What is needed: Count the lines in the items below that contain the string "white", matching case exactly, and give only that number.

Supplied records:
>>>
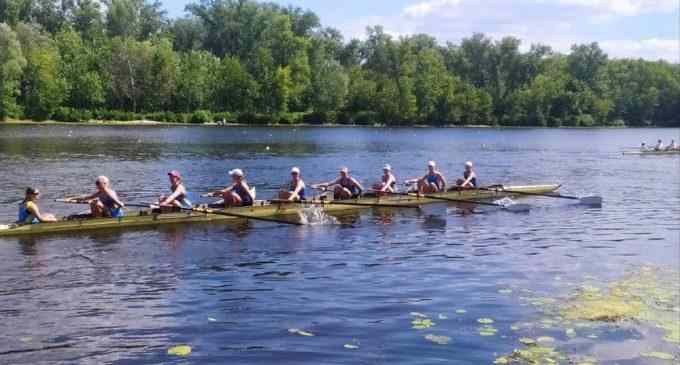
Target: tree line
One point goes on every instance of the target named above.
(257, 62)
<<<
>>>
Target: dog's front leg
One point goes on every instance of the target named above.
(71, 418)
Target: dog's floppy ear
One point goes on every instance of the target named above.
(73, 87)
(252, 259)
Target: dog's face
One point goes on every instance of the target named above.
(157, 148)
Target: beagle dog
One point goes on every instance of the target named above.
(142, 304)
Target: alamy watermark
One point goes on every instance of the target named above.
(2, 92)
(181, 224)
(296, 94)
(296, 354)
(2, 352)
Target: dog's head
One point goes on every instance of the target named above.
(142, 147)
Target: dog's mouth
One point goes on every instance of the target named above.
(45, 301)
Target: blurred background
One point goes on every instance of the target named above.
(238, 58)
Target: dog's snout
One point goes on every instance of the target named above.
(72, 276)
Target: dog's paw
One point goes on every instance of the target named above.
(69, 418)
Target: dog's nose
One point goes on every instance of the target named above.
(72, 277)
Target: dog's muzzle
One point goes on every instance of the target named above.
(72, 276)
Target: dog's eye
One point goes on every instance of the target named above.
<<<
>>>
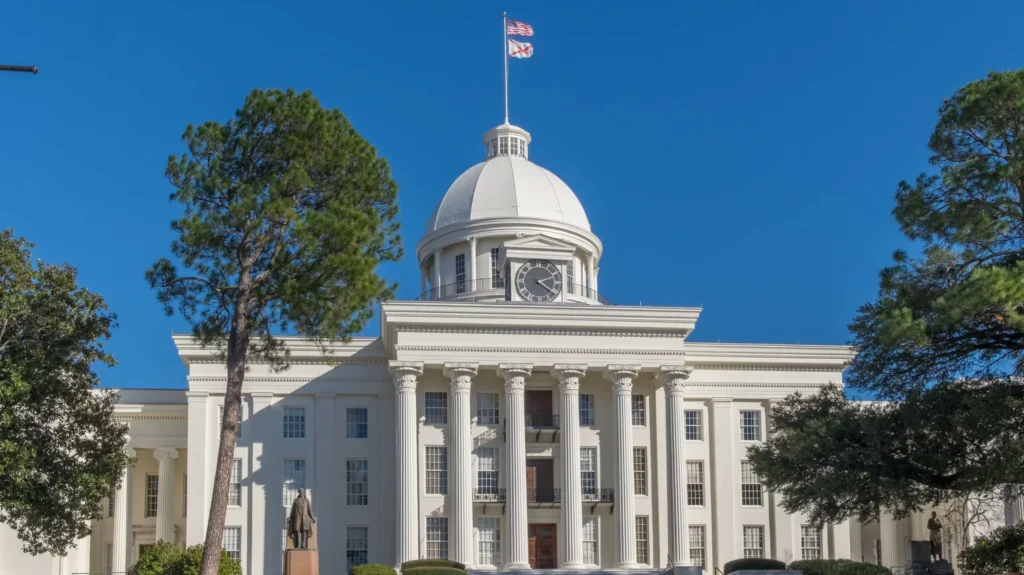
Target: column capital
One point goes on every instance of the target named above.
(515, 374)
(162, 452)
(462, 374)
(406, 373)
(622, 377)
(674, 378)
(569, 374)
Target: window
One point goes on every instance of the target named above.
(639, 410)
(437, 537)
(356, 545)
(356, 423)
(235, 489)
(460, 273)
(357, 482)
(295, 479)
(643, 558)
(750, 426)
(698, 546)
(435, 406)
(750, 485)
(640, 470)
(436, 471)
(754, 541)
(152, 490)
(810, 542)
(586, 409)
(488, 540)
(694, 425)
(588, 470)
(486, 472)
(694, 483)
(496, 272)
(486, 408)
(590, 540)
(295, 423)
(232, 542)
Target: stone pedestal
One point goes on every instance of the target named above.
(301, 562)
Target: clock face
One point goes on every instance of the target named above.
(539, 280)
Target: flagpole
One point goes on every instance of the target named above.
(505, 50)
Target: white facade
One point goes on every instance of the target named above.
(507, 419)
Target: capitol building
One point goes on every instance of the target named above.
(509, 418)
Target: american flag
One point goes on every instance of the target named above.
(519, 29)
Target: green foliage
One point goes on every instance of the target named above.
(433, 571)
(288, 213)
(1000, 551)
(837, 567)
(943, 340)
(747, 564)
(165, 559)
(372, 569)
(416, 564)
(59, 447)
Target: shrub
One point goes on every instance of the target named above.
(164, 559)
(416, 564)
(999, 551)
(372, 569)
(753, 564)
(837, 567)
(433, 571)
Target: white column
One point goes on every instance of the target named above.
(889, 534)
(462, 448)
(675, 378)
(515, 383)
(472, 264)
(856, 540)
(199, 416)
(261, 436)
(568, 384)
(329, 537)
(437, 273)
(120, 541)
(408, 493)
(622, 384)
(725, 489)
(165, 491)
<<<
Solution to this task: 2